• _Travail demandé_
Pourriez-vous retranscrire en entier, sans y changer un mot, le texte ci-dessous sur les inégalités avant et après impôts en France et aux États-Unis ?

• _Document_
====

Cet article compare l’évolution des inégalités avant et après impôts en France et aux États-Unis depuis 1990, à partir d’estimations issues de Bozio, Garbinti, Goupille-Lebert, Guillot et Piketty (2018). En France, les inégalités sont moins élevées qu’aux Etats-Unis, que ce soit avant ou après impôts. Ce travail souligne et quantifie l’importance des impôts et des transferts comme instrument de réduction des inégalités. En particulier, il met en lumière que  le plus faible niveau d’inégalités après impôts observé en France relativement aux États-Unis s’explique principalement par le fait que les inégalités avant impôts y sont déjà relativement plus faibles. Nous soulignons ainsi à quel point les politiques affectant les inégalités avant impôts (accès et financement du système de santé, d’éducation, négociation salariale, …) jouent un rôle primordial dans la lutte contre les inégalités.

 Avec l’augmentation des inégalités de revenu au sein d’un très grand nombre de pays, les systèmes fiscaux et sociaux nationaux jouent un rôle majeur dans les évolutions des inégalités. Dans ce contexte, il est fondamental de se donner les moyens de quantifier l’ampleur de la redistribution opérée par les prélèvements obligatoires et la dépense publique. En combinant les données fiscales, les comptes nationaux et les données d’enquêtes, nous analysons de façon systématique l’évolution des inégalités de revenus avant et après redistribution au cours de la période 1990-2018, en prenant en compte pour la première fois l’ensemble des impôts, cotisations et transferts.

Nous comparons nos résultats avec ceux d’une étude réalisée avec une méthodologie similaire pour les États-Unis (Piketty, Saez et Zucman, 2018) avant de proposer pour la France une analyse plus détaillée de la manière dont les prélèvements obligatoires et les transferts sociaux ont contribué à réduire les inégalités depuis les années 1990.

====

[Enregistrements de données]

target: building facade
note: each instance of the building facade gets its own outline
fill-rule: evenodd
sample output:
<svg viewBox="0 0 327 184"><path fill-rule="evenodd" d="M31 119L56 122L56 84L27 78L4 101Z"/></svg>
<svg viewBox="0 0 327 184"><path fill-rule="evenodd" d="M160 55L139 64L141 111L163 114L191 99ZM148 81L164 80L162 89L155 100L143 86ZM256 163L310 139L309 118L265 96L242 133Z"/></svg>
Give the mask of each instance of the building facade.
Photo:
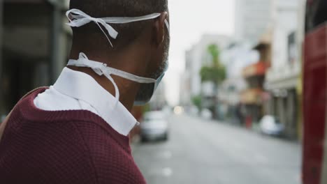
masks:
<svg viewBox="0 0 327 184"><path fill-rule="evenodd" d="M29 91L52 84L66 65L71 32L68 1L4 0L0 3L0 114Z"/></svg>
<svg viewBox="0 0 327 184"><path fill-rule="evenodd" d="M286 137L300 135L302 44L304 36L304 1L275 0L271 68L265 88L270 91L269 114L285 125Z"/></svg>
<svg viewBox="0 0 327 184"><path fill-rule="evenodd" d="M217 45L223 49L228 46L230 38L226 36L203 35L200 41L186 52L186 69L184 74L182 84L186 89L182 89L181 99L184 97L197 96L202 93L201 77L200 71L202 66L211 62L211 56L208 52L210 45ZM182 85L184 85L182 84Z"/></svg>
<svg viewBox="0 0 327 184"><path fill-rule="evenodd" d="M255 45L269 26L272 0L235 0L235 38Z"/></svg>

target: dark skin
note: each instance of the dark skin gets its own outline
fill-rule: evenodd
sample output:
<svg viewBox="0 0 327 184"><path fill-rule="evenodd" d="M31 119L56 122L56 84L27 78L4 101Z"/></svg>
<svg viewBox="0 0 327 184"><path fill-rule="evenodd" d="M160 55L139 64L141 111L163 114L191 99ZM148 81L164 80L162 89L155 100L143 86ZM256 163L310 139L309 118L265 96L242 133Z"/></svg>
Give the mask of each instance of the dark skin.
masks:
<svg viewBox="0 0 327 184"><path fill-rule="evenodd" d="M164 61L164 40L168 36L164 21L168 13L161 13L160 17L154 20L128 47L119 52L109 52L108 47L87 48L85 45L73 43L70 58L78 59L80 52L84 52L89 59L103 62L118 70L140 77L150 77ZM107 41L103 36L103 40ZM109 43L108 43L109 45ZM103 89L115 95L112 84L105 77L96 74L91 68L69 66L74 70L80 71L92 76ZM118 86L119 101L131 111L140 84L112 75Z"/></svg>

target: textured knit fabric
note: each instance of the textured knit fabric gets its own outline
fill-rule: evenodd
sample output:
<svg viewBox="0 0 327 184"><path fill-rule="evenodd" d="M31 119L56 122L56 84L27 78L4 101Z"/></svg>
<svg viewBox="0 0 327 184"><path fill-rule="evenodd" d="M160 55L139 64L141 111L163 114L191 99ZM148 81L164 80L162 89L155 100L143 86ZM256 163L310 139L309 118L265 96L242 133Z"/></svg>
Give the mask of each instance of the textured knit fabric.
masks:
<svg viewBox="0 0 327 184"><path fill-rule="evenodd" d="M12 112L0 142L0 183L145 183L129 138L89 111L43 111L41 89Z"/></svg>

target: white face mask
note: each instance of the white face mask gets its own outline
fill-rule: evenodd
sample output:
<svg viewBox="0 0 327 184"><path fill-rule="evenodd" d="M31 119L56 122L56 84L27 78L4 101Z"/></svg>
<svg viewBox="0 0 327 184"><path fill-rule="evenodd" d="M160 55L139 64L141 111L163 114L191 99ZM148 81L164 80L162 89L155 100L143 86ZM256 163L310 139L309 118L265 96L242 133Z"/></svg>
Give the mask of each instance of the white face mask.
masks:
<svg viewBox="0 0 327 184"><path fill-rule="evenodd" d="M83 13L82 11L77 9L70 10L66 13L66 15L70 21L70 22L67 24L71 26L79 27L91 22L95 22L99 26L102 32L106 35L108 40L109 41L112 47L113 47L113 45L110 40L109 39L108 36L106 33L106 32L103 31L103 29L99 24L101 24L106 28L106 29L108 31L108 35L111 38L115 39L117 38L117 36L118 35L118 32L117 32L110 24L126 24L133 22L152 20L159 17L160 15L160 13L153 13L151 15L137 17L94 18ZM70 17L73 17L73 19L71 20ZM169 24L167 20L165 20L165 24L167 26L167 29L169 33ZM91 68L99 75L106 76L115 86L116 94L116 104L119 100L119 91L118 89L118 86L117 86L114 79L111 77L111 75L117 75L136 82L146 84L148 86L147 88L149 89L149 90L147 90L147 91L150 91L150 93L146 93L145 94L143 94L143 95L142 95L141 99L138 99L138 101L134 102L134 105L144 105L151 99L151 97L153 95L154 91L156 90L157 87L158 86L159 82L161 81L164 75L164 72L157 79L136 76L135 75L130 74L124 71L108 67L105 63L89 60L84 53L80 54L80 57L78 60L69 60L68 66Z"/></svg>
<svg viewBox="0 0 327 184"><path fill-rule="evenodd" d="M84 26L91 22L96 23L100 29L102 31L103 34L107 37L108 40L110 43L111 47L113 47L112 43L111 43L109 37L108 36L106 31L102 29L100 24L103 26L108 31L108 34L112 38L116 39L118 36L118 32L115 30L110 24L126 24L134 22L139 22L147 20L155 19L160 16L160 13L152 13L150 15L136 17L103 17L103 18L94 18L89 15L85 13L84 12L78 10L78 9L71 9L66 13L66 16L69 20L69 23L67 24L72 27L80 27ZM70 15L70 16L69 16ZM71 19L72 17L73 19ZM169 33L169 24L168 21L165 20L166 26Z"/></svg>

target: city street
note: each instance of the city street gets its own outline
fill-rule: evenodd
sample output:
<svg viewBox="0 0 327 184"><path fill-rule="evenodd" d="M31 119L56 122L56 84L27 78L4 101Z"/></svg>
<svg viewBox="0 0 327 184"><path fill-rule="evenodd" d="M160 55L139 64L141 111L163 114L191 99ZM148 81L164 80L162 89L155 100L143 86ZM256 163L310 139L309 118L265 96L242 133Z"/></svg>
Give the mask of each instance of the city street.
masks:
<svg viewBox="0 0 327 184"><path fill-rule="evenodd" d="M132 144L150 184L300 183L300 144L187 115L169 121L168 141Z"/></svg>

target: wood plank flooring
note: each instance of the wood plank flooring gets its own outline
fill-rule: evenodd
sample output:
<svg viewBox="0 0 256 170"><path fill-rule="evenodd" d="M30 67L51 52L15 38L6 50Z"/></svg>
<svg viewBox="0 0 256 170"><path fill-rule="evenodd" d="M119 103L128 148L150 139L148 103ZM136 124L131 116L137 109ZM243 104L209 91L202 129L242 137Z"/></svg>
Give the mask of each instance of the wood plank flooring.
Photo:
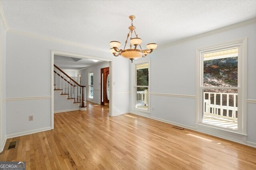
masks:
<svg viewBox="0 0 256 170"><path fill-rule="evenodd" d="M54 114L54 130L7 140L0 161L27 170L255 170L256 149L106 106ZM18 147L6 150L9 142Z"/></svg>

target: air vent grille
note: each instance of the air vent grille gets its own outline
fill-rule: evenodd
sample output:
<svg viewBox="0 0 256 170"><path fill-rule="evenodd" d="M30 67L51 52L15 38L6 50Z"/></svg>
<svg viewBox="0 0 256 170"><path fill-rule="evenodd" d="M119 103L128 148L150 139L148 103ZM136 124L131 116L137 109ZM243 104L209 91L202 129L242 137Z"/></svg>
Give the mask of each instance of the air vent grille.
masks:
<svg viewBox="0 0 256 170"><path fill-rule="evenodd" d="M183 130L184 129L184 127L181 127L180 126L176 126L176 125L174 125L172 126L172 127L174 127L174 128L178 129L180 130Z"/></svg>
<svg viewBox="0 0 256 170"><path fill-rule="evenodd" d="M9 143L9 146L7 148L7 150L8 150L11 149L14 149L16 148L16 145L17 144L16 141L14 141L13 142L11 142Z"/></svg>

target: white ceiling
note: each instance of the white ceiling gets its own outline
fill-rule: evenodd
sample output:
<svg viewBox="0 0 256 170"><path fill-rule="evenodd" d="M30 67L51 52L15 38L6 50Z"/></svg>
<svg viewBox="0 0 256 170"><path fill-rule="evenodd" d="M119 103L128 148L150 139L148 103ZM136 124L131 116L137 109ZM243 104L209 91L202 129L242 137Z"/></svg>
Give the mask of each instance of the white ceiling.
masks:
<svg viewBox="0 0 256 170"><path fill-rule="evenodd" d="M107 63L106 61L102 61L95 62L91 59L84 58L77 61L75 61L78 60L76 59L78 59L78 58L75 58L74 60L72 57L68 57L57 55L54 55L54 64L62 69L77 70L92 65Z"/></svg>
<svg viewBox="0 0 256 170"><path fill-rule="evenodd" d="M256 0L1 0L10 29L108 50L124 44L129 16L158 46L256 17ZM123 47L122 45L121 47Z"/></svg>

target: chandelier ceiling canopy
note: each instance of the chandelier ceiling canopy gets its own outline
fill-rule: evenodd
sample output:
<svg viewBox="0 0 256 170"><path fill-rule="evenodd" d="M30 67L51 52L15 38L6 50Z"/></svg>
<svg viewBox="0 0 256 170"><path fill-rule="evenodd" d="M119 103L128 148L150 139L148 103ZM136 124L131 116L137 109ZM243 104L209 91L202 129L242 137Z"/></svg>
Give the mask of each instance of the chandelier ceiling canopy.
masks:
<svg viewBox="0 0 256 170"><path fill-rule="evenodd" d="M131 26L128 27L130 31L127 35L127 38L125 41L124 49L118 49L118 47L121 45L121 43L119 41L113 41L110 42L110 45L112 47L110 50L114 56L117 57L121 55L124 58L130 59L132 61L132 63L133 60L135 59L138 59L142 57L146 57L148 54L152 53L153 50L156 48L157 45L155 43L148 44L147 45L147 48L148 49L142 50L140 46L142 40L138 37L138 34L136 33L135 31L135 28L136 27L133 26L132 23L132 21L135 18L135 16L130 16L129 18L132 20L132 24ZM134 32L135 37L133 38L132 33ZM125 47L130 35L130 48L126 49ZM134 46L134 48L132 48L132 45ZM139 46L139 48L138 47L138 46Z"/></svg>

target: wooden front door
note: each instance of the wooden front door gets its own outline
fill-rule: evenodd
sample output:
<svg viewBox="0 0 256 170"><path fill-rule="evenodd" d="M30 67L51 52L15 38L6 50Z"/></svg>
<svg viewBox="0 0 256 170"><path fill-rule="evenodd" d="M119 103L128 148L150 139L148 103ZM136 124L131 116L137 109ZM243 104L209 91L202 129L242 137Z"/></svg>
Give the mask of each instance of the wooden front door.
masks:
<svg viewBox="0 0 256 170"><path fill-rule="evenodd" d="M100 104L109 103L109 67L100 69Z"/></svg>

====

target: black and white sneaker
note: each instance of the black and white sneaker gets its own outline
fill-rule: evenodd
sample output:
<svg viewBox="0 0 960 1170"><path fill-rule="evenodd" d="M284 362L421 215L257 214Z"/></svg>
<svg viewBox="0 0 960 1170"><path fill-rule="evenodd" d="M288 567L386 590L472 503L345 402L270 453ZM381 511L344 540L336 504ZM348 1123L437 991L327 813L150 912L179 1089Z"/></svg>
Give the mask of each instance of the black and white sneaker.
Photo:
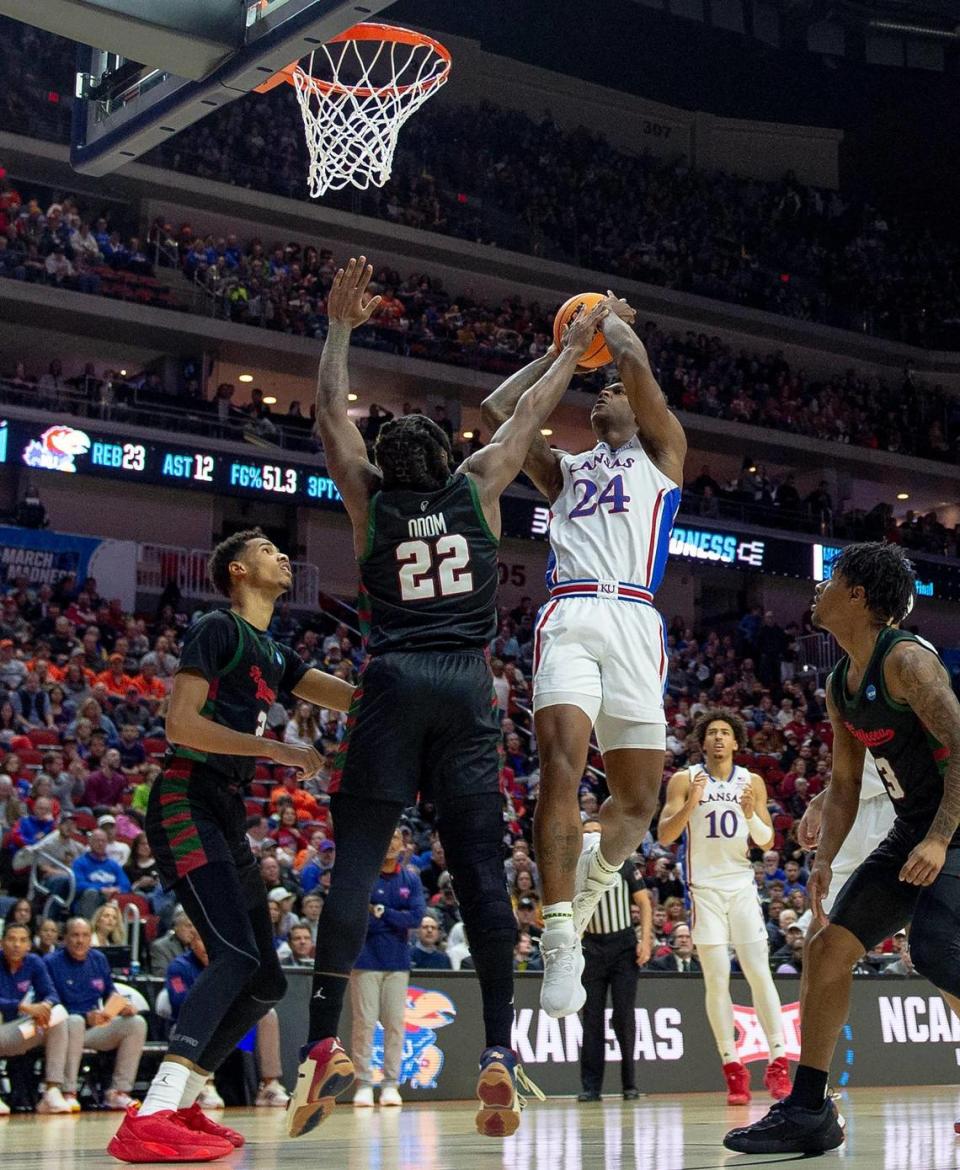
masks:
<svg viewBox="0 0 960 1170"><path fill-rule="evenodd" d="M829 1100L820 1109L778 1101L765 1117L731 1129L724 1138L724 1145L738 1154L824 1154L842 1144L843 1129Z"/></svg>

====

• _Solution complète_
Cet article compare l’évolution des inégalités avant et après impôts en France et aux États-Unis depuis 1990, à partir d’estimations issues de Bozio, Garbinti, Goupille-Lebert, Guillot et Piketty (2018). En France, les inégalités sont moins élevées qu’aux Etats-Unis, que ce soit avant ou après impôts. Ce travail souligne et quantifie l’importance des impôts et des transferts comme instrument de réduction des inégalités. En particulier, il met en lumière que  le plus faible niveau d’inégalités après impôts observé en France relativement aux États-Unis s’explique principalement par le fait que les inégalités avant impôts y sont déjà relativement plus faibles. Nous soulignons ainsi à quel point les politiques affectant les inégalités avant impôts (accès et financement du système de santé, d’éducation, négociation salariale, …) jouent un rôle primordial dans la lutte contre les inégalités.

 Avec l’augmentation des inégalités de revenu au sein d’un très grand nombre de pays, les systèmes fiscaux et sociaux nationaux jouent un rôle majeur dans les évolutions des inégalités. Dans ce contexte, il est fondamental de se donner les moyens de quantifier l’ampleur de la redistribution opérée par les prélèvements obligatoires et la dépense publique. En combinant les données fiscales, les comptes nationaux et les données d’enquêtes, nous analysons de façon systématique l’évolution des inégalités de revenus avant et après redistribution au cours de la période 1990-2018, en prenant en compte pour la première fois l’ensemble des impôts, cotisations et transferts.

Nous comparons nos résultats avec ceux d’une étude réalisée avec une méthodologie similaire pour les États-Unis (Piketty, Saez et Zucman, 2018) avant de proposer pour la France une analyse plus détaillée de la manière dont les prélèvements obligatoires et les transferts sociaux ont contribué à réduire les inégalités depuis les années 1990.